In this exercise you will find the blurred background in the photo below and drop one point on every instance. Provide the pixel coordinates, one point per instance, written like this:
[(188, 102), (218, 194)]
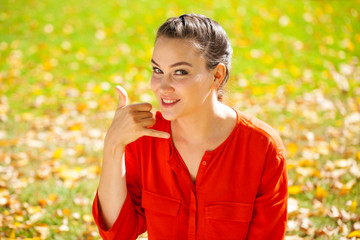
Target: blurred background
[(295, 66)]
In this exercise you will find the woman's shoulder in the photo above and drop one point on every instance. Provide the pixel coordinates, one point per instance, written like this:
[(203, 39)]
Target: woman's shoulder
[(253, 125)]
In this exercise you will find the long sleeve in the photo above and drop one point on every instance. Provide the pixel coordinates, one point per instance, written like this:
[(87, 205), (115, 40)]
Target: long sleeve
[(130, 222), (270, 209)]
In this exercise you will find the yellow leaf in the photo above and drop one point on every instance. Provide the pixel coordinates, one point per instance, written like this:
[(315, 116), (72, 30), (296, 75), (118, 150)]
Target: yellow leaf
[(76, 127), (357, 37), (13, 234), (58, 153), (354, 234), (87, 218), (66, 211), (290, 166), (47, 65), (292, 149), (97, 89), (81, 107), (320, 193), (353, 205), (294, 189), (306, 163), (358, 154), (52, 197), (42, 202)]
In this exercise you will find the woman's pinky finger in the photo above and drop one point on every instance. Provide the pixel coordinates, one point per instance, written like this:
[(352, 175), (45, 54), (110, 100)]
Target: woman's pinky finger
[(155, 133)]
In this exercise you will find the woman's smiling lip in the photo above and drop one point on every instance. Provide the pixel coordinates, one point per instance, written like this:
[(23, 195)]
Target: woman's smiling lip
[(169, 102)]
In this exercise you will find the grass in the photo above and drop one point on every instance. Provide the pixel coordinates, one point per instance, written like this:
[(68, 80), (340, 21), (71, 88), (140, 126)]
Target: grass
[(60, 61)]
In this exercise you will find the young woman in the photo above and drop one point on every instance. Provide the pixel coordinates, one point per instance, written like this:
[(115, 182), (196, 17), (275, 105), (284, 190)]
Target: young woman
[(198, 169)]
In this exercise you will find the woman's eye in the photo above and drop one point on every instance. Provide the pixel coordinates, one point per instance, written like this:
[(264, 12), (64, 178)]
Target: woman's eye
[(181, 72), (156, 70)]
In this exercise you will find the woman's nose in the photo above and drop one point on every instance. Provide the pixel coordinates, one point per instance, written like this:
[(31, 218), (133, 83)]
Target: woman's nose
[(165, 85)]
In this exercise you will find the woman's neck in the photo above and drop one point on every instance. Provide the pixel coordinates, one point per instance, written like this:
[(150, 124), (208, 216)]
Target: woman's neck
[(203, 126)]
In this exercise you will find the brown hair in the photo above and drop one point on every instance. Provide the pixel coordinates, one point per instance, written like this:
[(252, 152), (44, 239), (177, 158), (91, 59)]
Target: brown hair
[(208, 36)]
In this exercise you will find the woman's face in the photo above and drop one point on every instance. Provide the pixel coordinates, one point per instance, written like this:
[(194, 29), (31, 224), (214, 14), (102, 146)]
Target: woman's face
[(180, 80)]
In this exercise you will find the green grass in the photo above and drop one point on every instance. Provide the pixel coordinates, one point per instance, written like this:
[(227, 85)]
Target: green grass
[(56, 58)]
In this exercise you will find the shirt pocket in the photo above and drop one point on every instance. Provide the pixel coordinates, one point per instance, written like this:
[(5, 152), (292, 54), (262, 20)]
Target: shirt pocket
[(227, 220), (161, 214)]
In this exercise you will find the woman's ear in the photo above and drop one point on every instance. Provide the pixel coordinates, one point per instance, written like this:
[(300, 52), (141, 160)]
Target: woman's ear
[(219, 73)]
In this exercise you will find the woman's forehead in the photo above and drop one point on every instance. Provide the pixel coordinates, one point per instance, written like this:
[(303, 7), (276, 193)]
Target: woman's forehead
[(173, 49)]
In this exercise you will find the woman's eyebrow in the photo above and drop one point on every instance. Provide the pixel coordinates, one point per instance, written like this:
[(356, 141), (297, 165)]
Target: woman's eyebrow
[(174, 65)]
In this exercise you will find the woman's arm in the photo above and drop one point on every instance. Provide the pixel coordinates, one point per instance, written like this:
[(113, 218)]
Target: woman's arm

▸ Exercise
Reproduce exactly the stretch of the material above that starts at the line with "Target: brown hair" and ends at the line with "[(227, 85)]", both included, and nothing else.

▸ Your solution
Target: brown hair
[(208, 36)]
In this exercise you will find the woman's face in the photo above and drop one point on every instance. Provide the pixel coordinates, one point per instance, written like this:
[(194, 29), (31, 224), (214, 14), (102, 146)]
Target: woman's face
[(180, 80)]
In this exercise you will find the green grass in the photo above and drop one point on every instance. Provide the pixel coordinates, one point per instance, written like this:
[(227, 85)]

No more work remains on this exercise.